Print, word for word, the stretch of the Pastafarian diet passage from "If I end up" through "stripped chicken corpses.".

-------- Passage shown --------

Personally, I think it’s all a matter of context and personal interpretation. After all, nobody really knows the original language of the first written Words of Holy Pasta. So how many different languages and cultures have they been translated across over the centuries? It simply stands to reason there were a few errors here and there. Why else would there be the different Pastifarian sects? It is quite well known that the Carnivorians, Omnivorians, and the Herbivorians have never been able to agree on the correct interpretations. And I shudder to think of how many pointless Chef Wars have been waged over such disagreements.
Basically, what it all boils down to is that you must believe in and worship the FSM (Pasta Be Unto Him) in whatever way that helps you be a good person and allows you to be happy with your life.
I choose not to eat meat, as I have access to alternatives and I value the life of non-human animals.
If I end up in a position not of my own making, where meat is the only source of protein, I will eat meat.
The reason I started my vegetarianism, I worked in a chicken factory for four ten hour shifts in two days. (I needed money fast, as I my ex-girlfriends older sister, stole my rent for herself, then disappeared.)
It wasn’t just the actions I saw in that place, It was the sheer amount of death, large wheeled tubs, every minute being rolled past, filled to the brim with stripped chicken corpses.
This was just one factory, not even closed to being the biggest.
I personally see the meat industry as humanities largest ethical blind spot.
I have tried veganism, but I do still need eggs in my diet, and I have yet to find a valid alternative.
I am almost inspired to create a new Pastafarian sect, without all the cheese and meat.
Our pasta, who art in a colander, draining be your noodles. Thy noodle come, Thy sauce be yum, on top ground chilli spices. Give us this day, our garlic bread, …and forgive us our trespasses, as we forgive those who trample on our lawns. Lead us directly into vegetarianism, but deliver us some Pringles, for thine is the veggieball, the noodle, and the sauce, forever and ever. R’amen.
I couldn’t be a vegetarian even if I wanted too, which I don’t. I eat meat with every meal, mostly chicken or turkey. We don’t eat as much beef and we used to though. I am a member of PETA though, the other one.

-------- Information provided --------

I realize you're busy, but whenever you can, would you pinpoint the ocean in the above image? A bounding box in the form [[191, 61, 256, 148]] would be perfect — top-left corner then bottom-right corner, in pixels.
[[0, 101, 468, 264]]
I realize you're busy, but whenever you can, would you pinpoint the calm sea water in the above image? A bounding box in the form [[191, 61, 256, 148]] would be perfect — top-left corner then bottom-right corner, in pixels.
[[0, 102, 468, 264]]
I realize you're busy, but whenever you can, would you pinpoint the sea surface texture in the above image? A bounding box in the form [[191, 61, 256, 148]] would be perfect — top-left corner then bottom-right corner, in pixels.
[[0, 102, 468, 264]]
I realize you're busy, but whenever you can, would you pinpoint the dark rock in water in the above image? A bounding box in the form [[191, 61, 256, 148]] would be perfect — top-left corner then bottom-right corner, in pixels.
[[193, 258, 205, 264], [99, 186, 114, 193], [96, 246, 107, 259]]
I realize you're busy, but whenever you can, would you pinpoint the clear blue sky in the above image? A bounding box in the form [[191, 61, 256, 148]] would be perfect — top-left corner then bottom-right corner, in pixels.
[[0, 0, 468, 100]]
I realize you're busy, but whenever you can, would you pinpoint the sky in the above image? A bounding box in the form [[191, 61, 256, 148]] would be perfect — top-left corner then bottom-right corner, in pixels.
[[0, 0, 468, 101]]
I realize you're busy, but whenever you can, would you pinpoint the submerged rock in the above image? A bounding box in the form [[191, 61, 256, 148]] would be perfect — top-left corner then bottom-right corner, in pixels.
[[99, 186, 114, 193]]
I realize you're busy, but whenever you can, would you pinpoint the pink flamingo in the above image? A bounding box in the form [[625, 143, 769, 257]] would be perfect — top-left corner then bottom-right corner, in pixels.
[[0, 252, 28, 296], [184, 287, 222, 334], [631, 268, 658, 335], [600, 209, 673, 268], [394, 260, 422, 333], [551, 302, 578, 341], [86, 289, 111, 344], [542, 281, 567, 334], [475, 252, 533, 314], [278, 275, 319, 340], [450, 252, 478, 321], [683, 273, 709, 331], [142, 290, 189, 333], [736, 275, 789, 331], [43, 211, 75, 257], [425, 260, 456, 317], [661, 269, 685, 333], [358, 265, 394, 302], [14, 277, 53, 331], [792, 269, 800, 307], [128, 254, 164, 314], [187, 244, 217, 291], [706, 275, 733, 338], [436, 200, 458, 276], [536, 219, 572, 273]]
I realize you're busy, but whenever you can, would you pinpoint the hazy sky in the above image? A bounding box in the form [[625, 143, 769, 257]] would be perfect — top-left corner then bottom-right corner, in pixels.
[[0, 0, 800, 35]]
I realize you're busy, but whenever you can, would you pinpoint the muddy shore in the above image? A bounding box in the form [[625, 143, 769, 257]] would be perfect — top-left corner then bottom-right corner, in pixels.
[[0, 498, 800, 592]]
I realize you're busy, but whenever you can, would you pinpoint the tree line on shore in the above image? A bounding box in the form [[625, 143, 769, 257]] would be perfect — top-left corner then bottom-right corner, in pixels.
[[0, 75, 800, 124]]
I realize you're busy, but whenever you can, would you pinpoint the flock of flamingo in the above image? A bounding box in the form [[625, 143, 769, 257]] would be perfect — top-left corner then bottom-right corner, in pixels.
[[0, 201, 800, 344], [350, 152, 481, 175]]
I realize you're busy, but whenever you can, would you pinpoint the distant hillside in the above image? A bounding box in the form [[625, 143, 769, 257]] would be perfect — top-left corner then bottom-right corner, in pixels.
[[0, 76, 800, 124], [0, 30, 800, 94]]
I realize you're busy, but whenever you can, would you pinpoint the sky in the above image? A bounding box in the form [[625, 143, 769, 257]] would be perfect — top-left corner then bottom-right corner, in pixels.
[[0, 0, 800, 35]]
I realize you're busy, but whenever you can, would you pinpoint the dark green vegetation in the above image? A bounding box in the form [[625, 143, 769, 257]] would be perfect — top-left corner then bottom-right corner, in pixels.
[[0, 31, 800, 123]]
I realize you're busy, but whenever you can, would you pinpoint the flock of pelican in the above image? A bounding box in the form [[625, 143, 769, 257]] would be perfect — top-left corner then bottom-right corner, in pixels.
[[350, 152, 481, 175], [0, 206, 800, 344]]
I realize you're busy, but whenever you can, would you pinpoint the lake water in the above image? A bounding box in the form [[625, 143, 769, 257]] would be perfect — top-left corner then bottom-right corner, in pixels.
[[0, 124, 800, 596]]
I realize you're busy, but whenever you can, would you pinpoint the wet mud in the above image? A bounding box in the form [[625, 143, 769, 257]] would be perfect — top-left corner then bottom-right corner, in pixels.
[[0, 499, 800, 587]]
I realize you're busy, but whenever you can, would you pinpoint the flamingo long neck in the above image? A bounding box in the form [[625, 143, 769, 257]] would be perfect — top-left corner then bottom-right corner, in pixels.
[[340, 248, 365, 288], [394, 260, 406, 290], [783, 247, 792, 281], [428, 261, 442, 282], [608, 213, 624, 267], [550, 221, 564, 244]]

--------

> Task solution:
If I end up in a position not of my own making, where meat is the only source of protein, I will eat meat.
The reason I started my vegetarianism, I worked in a chicken factory for four ten hour shifts in two days. (I needed money fast, as I my ex-girlfriends older sister, stole my rent for herself, then disappeared.)
It wasn’t just the actions I saw in that place, It was the sheer amount of death, large wheeled tubs, every minute being rolled past, filled to the brim with stripped chicken corpses.